◆ **Exercise**: All lines in the records below that hold "dirt" are to be shown.

[Natural-language object grounding data]
BEGIN

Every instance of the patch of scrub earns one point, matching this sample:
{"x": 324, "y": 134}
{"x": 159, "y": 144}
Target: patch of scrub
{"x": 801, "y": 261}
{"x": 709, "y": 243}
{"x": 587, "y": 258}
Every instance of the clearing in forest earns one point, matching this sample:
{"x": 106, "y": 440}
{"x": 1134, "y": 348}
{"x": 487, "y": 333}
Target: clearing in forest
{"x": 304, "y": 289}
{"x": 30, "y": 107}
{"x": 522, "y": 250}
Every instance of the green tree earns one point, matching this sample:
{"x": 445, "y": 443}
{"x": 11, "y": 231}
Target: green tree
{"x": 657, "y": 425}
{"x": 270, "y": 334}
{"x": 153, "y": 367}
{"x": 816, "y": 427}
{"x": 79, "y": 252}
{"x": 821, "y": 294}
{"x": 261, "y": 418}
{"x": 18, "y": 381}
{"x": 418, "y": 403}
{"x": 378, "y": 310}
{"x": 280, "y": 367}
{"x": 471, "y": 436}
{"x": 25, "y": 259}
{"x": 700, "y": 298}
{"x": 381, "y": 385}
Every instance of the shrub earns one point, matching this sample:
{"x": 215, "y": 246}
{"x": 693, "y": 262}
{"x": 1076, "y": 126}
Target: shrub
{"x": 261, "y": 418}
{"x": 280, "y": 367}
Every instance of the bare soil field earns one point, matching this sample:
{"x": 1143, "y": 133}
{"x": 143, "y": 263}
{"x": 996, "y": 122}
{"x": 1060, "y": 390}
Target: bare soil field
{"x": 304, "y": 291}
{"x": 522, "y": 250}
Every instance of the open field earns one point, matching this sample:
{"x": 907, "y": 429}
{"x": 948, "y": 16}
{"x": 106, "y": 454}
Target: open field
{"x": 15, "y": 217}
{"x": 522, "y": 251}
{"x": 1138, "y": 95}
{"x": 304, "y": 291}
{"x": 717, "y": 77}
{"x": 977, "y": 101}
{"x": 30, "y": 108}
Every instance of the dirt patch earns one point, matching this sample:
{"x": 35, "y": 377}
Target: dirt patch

END

◆ **Exercise result**:
Every instance of the dirt patch earns one point, matching this sample:
Target: dirt patch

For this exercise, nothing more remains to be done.